ACTIONS TO TAKE:
a) Answer these questions using the blog post on misused words in a crime article:
(i) In what year, according to the quoted article, was Mulcahy tried?
(ii) How does the post describe a garotte?
(iii) In what year did the mother of the commenter who writes "Deepest condolences, Ravenwood" pass away?
b) Continue the blog post on misused words in a crime article, beginning after its final sentence.

TEXT SECTION:
****************

Speed Bump

Actually, a multitude thereof, and all in the same article.

Mulcahy, pictured, was only trialed in 2000 when Duffy confessed he had been his accomplice.

FFS, it’s not enough that “trialed” is now being used as a replacement for “tested”;  now these illiterate assholes are using it instead of “tried” (in the judicial  sense)?

It doesn’t end there:

From there, the police started to look for a man with a A blood type…

You mean “the” A blood type, of course.

To add insult to injury [sic] , there’s this:

“The other thing, and we’ve never made this public, is that a tourniquet was used”

Ahem.  A tourniquet is a stopgap medical device to cut off massive bleeding in a wounded limb;  a garotte is looped around the neck and tightened by turning a stick or piece of metal as a means of strangulation.

And their description of the murder weapon:

They thought that [the piece of wood] been used as an accelerator to burn the body. It wasn’t. It was used act fallen out of the knot that had been used to strangle Maartje.

Right now, I am not allowed to visit Britishland, which is probably A Good Thing.  There would be murders at the Daily Mail offices, perhaps even by garotte (which would be fitting).

Gah.  Where’s the Sipsmith?

10 comments

  1. Last year I almost lost a friend being a grammar nazi. I had just buried mom and he was expressing sympathy for her “internment”. I said something like “she was interred, not interned. We buried her…not put her in prison.”

    My mom died, and next thing you know, I’m the asshole.

    1. On the contrary, I think it’s quite admirable that in the midst of mourning you were able to maintain your standards.
      And condolences on yer Mom.

  2. Deepest condolences, Ravenwood. I hope your mother is resting in peace eternal. My Mum passed away in 2003, and after all this time hardly a day goes by without me thinking of her, especially when I think of her saying that back then we must be close to the end of days because the world was going so crazy. What would she think now?

****************

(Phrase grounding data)
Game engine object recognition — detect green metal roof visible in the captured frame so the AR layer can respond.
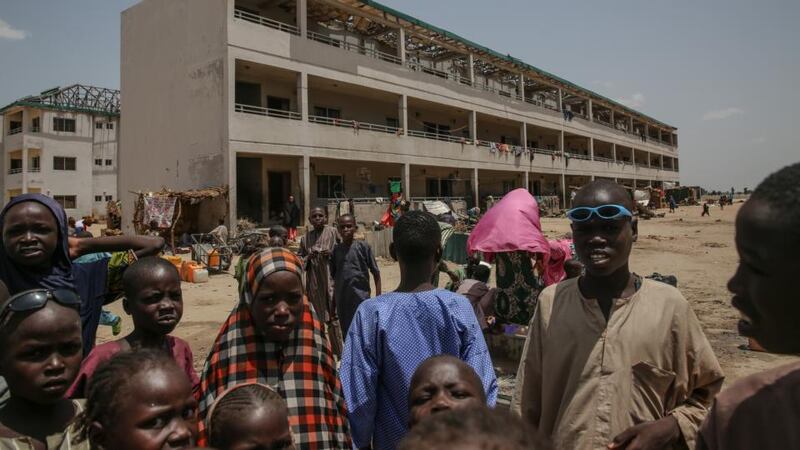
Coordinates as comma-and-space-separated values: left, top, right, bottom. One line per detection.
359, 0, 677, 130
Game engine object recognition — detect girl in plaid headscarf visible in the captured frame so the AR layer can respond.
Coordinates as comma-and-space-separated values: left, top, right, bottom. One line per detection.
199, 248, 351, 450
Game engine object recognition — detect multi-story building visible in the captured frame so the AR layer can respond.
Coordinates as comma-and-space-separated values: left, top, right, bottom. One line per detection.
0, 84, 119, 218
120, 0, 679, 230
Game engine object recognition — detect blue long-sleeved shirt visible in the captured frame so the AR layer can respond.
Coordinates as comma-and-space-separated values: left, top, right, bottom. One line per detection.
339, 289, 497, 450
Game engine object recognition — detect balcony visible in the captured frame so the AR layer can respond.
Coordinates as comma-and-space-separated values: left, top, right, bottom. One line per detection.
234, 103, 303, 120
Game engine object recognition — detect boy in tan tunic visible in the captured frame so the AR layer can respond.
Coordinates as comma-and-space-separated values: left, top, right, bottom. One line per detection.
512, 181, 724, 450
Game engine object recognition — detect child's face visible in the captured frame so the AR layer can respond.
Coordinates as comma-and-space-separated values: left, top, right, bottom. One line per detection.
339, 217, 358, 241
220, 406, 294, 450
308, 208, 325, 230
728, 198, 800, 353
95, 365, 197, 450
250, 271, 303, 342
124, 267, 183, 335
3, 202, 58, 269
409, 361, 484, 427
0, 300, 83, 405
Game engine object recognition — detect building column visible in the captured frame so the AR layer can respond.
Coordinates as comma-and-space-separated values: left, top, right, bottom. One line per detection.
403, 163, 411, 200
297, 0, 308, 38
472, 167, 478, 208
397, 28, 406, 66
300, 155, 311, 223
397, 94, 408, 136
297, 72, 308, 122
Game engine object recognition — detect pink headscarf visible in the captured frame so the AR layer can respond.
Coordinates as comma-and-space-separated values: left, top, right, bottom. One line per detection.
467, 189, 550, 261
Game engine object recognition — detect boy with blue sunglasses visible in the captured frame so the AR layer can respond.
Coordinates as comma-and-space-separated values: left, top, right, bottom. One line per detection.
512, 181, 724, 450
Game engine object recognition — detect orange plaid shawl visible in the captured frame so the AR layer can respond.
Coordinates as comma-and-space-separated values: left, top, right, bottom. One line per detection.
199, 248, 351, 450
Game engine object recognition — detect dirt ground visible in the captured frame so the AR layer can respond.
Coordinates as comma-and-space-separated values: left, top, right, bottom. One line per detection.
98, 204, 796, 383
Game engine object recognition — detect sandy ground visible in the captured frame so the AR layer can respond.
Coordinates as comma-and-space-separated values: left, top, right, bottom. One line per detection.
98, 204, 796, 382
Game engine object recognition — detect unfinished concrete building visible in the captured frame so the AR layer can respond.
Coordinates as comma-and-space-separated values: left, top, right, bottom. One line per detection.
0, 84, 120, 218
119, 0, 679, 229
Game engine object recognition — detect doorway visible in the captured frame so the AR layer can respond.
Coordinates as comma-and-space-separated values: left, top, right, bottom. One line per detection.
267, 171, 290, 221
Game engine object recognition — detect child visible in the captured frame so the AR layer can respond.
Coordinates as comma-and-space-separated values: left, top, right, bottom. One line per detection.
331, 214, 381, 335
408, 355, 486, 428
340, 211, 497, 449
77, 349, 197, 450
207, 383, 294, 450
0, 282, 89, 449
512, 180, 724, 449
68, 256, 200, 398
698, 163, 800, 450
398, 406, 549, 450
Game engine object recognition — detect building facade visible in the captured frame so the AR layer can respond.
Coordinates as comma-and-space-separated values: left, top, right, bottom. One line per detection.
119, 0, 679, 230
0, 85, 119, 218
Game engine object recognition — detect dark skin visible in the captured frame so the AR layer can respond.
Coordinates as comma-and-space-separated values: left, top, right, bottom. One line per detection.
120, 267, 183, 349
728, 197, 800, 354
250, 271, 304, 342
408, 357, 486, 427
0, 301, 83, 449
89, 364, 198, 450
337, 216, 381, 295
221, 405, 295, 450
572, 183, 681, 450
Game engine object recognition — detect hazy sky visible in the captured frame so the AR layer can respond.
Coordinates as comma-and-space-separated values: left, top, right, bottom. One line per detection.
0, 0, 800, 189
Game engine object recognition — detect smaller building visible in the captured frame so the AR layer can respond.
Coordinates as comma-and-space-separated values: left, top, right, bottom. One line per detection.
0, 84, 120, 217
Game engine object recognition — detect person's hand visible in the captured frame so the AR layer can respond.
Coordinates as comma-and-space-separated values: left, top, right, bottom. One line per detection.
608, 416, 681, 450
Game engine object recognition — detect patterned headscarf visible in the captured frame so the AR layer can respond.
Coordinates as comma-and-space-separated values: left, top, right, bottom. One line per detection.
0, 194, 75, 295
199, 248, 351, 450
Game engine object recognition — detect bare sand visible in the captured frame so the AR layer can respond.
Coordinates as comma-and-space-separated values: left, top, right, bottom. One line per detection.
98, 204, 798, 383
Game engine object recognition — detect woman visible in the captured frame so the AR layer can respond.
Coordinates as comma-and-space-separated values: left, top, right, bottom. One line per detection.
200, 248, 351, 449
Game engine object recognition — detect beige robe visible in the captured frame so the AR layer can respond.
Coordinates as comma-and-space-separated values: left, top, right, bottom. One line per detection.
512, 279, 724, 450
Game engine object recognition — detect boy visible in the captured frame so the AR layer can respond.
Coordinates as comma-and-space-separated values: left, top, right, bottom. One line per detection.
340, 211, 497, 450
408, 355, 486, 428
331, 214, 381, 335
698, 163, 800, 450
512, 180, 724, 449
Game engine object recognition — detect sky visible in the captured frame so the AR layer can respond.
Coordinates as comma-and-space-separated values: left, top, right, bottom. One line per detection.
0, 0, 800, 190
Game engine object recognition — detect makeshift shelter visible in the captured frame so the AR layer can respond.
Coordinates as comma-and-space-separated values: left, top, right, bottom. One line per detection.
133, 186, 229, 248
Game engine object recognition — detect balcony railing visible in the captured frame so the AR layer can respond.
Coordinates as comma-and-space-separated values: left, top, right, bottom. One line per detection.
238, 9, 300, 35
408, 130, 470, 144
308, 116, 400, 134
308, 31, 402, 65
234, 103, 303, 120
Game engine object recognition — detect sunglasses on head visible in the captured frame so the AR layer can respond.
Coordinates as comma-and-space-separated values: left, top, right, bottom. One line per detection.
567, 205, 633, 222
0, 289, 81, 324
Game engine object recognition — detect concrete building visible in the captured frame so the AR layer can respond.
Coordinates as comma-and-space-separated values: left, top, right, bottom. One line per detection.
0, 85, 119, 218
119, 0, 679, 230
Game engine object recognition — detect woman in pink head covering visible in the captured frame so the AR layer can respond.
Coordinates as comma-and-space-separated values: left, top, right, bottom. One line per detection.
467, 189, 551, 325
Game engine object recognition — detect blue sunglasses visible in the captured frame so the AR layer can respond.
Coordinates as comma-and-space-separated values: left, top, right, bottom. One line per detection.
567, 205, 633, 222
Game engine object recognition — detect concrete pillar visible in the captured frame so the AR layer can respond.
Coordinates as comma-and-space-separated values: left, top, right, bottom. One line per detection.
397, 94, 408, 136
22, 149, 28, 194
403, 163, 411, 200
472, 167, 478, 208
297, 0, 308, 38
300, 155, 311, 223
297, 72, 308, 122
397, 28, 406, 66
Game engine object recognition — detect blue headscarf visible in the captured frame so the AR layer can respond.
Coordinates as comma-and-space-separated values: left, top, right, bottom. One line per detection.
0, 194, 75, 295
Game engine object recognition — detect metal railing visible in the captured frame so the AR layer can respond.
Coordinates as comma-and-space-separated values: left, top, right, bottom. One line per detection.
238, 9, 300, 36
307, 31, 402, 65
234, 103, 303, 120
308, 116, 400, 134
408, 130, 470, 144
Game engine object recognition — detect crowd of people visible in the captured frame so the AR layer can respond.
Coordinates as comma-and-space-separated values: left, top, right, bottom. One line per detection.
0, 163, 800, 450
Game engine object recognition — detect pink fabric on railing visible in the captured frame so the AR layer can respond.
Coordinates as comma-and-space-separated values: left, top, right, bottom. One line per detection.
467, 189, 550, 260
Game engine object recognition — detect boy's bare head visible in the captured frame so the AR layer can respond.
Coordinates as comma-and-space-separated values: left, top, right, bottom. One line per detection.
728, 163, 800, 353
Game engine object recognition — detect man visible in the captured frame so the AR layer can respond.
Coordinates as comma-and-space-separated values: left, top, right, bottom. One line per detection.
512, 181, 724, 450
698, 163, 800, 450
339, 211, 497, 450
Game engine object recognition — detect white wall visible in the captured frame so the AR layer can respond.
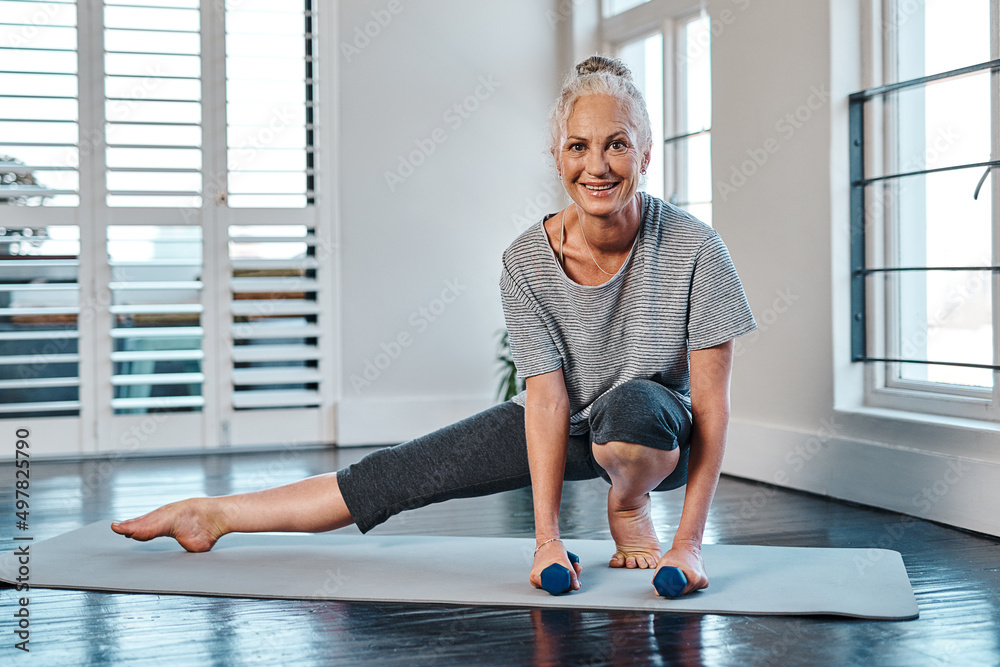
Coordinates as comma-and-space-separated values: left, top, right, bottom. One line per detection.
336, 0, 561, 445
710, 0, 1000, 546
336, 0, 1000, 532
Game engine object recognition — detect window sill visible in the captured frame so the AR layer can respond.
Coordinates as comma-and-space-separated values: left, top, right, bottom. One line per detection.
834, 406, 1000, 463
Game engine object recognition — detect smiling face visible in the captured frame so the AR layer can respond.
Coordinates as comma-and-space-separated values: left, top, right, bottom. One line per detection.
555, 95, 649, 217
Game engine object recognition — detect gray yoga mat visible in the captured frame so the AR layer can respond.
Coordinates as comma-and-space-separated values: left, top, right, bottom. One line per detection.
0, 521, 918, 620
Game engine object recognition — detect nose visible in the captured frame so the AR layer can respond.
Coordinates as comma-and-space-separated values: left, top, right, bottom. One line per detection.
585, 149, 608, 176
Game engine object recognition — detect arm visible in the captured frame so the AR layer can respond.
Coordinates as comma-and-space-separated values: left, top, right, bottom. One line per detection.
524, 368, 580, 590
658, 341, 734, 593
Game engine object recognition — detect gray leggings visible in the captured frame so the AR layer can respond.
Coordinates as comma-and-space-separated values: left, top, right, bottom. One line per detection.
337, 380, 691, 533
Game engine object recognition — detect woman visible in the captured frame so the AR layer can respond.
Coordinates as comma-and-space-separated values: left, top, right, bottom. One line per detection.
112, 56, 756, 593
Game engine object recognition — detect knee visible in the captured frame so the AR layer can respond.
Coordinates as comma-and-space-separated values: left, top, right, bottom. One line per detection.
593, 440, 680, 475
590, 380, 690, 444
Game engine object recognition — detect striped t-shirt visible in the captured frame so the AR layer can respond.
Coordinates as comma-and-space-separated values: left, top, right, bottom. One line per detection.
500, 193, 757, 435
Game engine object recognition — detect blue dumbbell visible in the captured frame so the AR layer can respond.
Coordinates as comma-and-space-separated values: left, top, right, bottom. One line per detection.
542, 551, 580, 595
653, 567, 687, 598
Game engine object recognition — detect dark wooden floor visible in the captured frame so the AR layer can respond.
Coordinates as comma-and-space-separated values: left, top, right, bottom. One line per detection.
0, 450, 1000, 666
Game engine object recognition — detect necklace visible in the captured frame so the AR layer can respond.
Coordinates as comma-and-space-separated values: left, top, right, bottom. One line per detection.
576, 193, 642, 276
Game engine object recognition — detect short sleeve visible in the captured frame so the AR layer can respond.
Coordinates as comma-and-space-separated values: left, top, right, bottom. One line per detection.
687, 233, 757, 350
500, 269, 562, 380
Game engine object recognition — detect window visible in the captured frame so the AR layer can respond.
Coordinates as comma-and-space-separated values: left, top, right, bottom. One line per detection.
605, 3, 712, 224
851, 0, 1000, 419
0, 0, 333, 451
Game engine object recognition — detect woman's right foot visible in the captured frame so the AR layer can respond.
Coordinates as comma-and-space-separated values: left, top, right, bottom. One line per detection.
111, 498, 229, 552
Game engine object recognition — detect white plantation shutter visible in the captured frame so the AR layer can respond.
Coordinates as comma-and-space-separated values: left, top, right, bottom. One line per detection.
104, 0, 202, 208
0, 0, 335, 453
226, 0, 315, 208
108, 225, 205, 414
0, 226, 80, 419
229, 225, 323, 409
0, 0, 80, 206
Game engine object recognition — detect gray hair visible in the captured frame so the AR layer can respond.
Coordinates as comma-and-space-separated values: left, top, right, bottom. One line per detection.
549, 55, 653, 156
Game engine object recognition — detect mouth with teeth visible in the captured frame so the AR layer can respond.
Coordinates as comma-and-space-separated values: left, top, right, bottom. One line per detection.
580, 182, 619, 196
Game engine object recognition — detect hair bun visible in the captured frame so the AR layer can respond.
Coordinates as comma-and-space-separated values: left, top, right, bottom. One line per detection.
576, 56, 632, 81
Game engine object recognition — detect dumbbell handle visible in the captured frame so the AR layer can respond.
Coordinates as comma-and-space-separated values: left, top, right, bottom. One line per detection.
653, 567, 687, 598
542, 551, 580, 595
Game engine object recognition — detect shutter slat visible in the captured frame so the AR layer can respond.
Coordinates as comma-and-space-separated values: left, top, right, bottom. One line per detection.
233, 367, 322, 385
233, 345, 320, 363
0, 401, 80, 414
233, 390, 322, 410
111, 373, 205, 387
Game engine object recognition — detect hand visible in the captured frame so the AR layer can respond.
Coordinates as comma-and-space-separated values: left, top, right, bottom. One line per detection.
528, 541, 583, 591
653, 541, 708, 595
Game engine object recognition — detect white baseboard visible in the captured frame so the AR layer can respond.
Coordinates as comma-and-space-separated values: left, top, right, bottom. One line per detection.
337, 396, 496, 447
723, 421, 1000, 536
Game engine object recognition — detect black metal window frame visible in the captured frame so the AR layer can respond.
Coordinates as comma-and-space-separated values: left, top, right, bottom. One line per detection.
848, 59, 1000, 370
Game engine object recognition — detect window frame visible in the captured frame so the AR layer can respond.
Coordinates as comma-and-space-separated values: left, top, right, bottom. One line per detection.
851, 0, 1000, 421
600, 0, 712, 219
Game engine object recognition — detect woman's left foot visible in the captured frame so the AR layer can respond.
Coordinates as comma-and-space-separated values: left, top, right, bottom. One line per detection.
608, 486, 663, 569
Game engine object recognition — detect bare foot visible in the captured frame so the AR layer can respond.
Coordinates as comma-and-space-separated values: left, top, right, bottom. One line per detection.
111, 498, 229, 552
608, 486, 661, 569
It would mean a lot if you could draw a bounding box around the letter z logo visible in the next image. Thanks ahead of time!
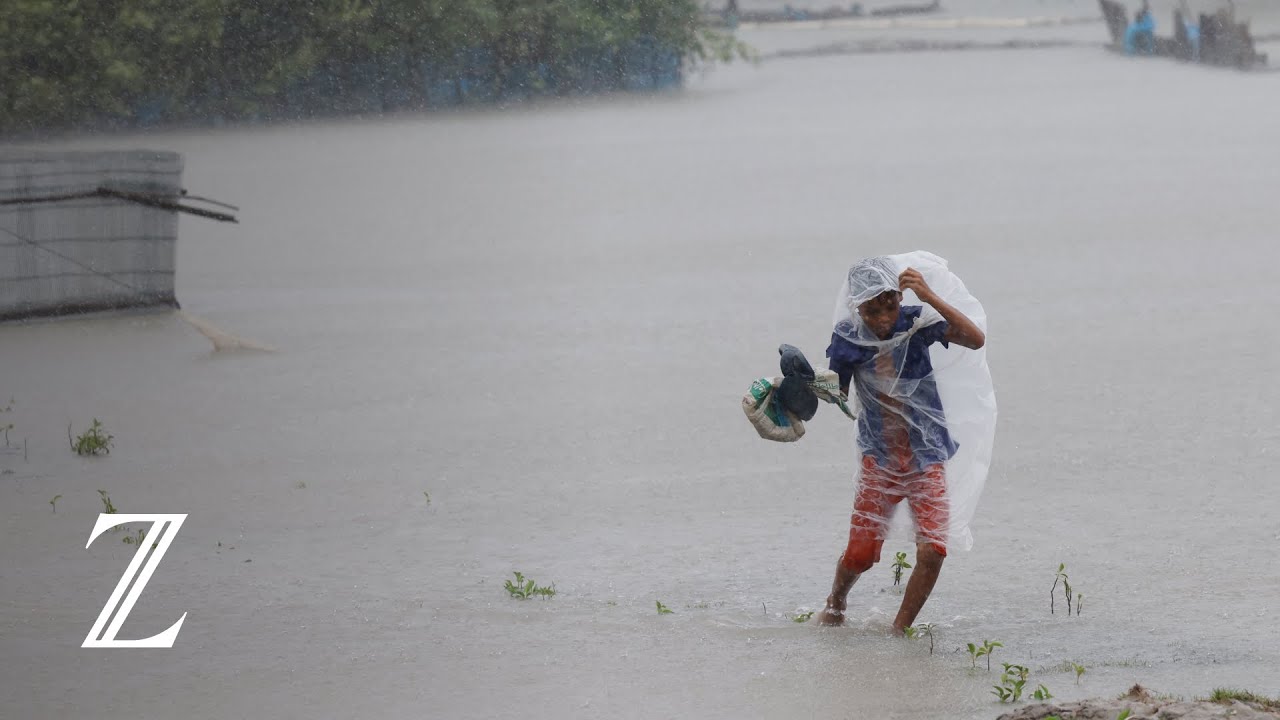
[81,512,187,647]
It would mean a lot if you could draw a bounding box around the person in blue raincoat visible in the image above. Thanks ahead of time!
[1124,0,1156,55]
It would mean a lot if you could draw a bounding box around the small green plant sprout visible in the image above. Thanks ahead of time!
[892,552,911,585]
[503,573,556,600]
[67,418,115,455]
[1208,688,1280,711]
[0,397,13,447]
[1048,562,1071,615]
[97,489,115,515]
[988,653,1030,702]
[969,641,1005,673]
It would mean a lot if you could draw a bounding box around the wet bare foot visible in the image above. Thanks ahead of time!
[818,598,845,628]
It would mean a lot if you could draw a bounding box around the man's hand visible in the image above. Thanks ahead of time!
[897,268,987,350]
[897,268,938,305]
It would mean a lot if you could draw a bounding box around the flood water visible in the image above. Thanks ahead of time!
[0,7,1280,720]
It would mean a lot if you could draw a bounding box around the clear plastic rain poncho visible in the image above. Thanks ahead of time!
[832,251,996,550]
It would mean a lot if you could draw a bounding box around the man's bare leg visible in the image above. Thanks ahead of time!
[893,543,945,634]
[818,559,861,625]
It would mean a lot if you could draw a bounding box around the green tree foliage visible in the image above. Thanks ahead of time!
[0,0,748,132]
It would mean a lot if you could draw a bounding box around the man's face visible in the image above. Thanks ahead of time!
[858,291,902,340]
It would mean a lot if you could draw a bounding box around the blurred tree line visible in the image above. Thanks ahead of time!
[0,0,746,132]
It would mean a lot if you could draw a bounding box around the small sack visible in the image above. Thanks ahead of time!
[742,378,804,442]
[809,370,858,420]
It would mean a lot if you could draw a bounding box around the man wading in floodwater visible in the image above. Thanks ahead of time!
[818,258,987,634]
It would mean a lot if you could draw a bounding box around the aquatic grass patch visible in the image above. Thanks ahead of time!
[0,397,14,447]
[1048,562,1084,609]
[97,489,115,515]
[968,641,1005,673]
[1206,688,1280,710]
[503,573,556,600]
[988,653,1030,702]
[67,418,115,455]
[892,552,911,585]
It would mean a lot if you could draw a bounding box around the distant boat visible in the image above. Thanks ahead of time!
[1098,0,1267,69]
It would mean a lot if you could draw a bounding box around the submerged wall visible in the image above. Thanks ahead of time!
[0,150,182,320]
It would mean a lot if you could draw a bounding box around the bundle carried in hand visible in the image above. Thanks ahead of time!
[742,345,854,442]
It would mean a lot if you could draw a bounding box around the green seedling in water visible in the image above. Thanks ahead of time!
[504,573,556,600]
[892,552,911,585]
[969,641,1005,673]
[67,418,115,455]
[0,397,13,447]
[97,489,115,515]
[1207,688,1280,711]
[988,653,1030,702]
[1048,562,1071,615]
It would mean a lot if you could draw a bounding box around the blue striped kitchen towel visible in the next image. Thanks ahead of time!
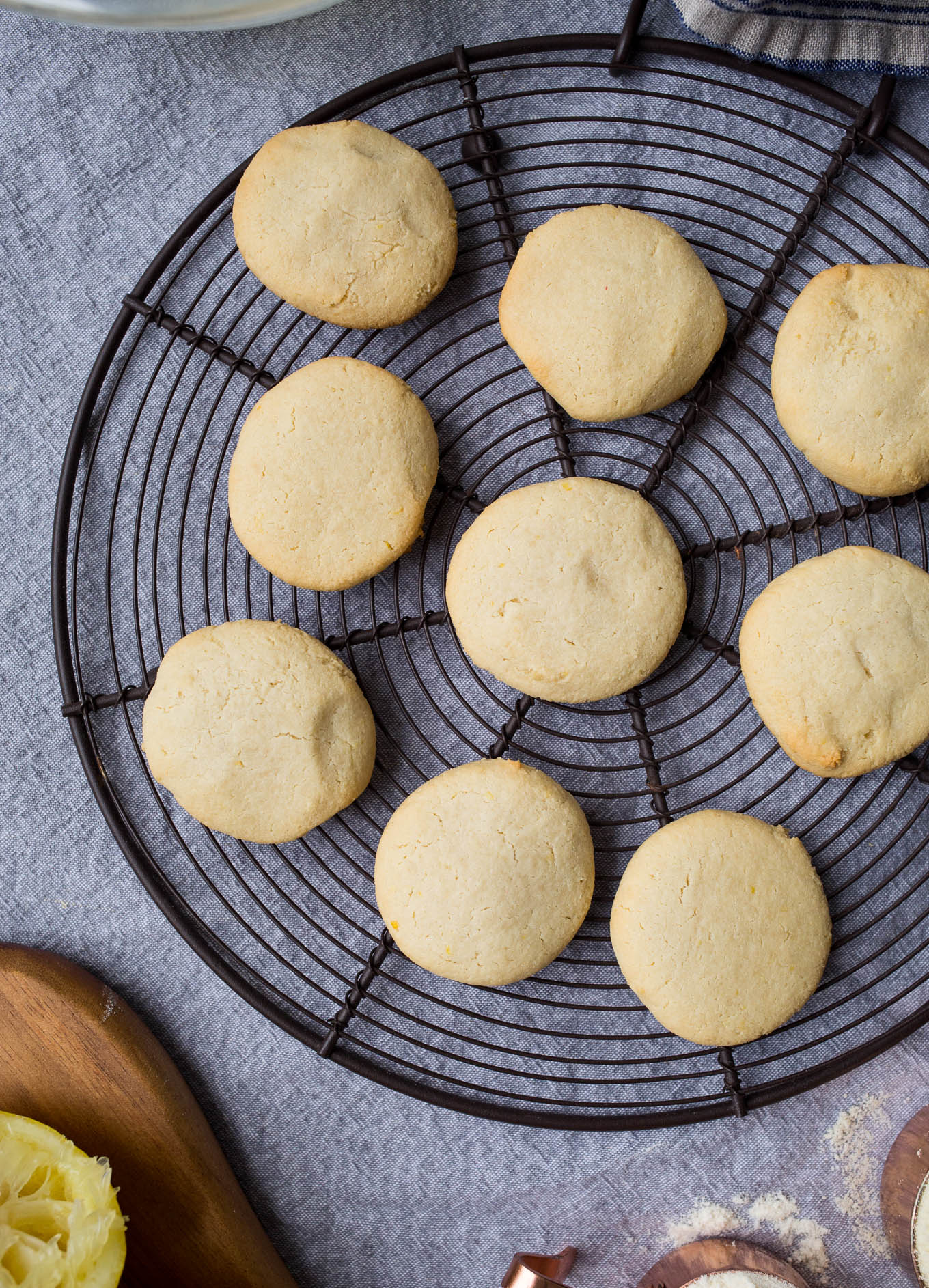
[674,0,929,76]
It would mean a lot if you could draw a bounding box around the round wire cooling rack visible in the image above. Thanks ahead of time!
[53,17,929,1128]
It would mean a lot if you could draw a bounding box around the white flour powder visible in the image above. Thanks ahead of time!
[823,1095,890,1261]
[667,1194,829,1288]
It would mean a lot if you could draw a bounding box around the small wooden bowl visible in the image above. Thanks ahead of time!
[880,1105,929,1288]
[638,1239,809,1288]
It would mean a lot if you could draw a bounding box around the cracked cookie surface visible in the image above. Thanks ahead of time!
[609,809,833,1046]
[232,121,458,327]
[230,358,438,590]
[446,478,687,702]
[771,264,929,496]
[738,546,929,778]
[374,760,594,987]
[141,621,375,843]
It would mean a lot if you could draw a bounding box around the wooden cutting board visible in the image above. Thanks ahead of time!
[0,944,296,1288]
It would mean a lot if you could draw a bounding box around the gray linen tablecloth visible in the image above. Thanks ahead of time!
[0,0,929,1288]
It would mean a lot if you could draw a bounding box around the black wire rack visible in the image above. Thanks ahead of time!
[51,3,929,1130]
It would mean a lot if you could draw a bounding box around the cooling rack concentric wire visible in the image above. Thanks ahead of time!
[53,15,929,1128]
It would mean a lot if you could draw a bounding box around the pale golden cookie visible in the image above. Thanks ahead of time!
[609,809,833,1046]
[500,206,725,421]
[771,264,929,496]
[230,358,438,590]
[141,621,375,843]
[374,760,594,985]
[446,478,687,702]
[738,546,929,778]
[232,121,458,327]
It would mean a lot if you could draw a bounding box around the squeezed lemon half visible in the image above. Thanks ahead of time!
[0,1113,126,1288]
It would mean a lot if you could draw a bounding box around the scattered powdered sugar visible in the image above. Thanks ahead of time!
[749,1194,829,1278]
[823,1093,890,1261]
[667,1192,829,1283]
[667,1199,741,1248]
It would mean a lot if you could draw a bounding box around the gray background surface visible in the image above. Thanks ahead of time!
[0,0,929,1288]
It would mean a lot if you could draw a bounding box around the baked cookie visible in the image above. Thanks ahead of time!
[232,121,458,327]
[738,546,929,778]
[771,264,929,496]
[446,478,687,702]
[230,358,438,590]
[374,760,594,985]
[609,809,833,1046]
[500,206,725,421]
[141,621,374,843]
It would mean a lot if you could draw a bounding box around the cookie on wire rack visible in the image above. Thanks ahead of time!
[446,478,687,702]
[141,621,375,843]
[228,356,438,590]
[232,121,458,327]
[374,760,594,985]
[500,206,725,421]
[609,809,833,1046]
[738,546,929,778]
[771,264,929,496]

****************

SET OF ANSWERS:
a)
(i) 2000.
(ii) It is looped around the neck and tightened by turning a stick or piece of metal as a means of strangulation.
(iii) 2003.

b)
    Kim, a few years back a small publishing house put out a trade paperback of Jeff Rice’s Kolchak Papers (his original novel, known as The Night Stalker, and his novelization of Richard Matheson’s script for The Night Strangler). The book contained at least a dozen typos. I thought the publisher could have easily found any number of Kolchak fans to read the galley proof and find the typos… But no.

    It’s sad that a so-called journalist at the Daily Mail wrote such garbage, it’s even sadder, and maddening, that a so-called editor didn’t catch and correct the errors. But that’s what happens when women’s studies and critical race theory are more important than English and Rhetoric.

    Were I ever to win Congressional office (never gonna happen since I live in one of Chicago’s “collar counties”), I would give to my staff copies of Hillsdale College’s pocket Declaration of Independence and US Constitution, a spelling dictionary, a copy of Strunk & White’s Elements of Style, and my own list of words and phrases I never want to see and hear again. (e.g., it’s not “optics”, it’s “that looks bad.”). The outer office would have a copy of Webster’s Unabridged Dictionary (aka Webster’s Unabridged Doorstop, aka Webster’s Unabridged Blunt Instrument), and anyone caught in error would sit in the corner doing remedial reading and study. Want to compare my treatment of staff to Kamala Harris’s? Fine. But do it eloquently.

  3. Crimes against the English language predate spell check software and gender studies majors. Back in the mid 1970s proofreading was supposed to have been done by real people – usually English majors who were working their way through grad school. I read an article in the local fish wrap about a man who had sued his employer because he had been “electrocuted” in an industrial accident. Even in those days I knew that the definition of “electrocuted” meant that you had been killed by electric shock. The idea of a corpse being resurrected to file a lawsuit had much more religious significance than I was prepared deal with.

  4. “They thought that [the piece of wood] been used as an accelerator to burn the body. It wasn’t. It was used act fallen out of the knot that had been used to strangle Maartje.”
    Accelerator or accelerant? I have an accelerator in my truck.

  5. Don’t mind me, I’m still pissed off because “pleaded” has been substituted as the past tense of “plead” instead of “pled” which has worked just fine for several centuries.
    I don’t recall being consulted in this matter; it was “pled” when I left the U.S. for three years in Spain, and suddenly this awkward-sounding upstart was in use.

  6. I could argue in good faith that “an A blood type” was also correct. There is never a situation where “a” is the correct article.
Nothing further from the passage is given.